─── RECORDS FOR PROCESSING ───

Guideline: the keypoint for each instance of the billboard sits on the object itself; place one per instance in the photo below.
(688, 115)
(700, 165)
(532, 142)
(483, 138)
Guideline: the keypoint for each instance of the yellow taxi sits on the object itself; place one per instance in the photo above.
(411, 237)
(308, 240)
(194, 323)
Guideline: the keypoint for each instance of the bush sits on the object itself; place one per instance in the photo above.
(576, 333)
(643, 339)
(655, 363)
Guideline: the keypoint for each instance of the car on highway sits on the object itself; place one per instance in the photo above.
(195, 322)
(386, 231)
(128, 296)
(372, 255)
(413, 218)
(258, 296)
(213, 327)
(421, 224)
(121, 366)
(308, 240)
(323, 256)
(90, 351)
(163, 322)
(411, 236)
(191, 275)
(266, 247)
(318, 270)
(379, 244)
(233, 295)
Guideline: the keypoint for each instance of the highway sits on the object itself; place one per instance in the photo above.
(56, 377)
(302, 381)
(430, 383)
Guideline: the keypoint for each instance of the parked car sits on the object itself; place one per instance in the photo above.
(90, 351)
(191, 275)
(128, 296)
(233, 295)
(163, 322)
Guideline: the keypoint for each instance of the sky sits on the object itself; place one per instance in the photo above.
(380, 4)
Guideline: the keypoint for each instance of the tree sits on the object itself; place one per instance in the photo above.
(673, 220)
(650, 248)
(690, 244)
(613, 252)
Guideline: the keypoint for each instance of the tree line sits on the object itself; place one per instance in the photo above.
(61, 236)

───

Down to the last line, repeat the data exactly.

**EXERCISE OUTPUT**
Guideline: the keypoint for each instance of the billboard sits on the object itself; place one per instance in the photo below.
(688, 115)
(700, 165)
(532, 142)
(483, 138)
Guideline: the keypoint for each instance of the yellow taxi sits on the object itself; place one per instance in the photo above.
(411, 237)
(308, 240)
(194, 323)
Guideline: the keypoint for each instance of the bush sits on the object itself; place one per instance in the photo above.
(576, 333)
(643, 339)
(655, 363)
Guideline: the keypoint for each instance of the car on highway sits on the object itself; place one per instance in the photo above.
(195, 322)
(386, 231)
(128, 296)
(372, 255)
(413, 218)
(258, 296)
(213, 327)
(421, 224)
(121, 366)
(308, 240)
(323, 256)
(90, 351)
(163, 322)
(411, 236)
(191, 275)
(266, 247)
(318, 270)
(379, 244)
(233, 295)
Guideline: the keypoint for each instance of the highway sits on the object itself; place one per instance in the photo above.
(56, 377)
(302, 381)
(430, 383)
Guideline: the keypoint for each instance of the parked car sits on the object itself; place one per instance in the photo above.
(90, 351)
(191, 275)
(128, 296)
(233, 295)
(163, 322)
Guideline: the keypoint for each instance of the sky sits on the object itself; place one per instance in the photo above.
(380, 4)
Guideline: the keypoint for each instance of the tree sits on the object itself; place one per instance in the photo above.
(673, 220)
(650, 248)
(690, 244)
(613, 252)
Guideline: the keypoint for each instance of the tree line sits on the object itself; place one per instance in the photo above.
(61, 236)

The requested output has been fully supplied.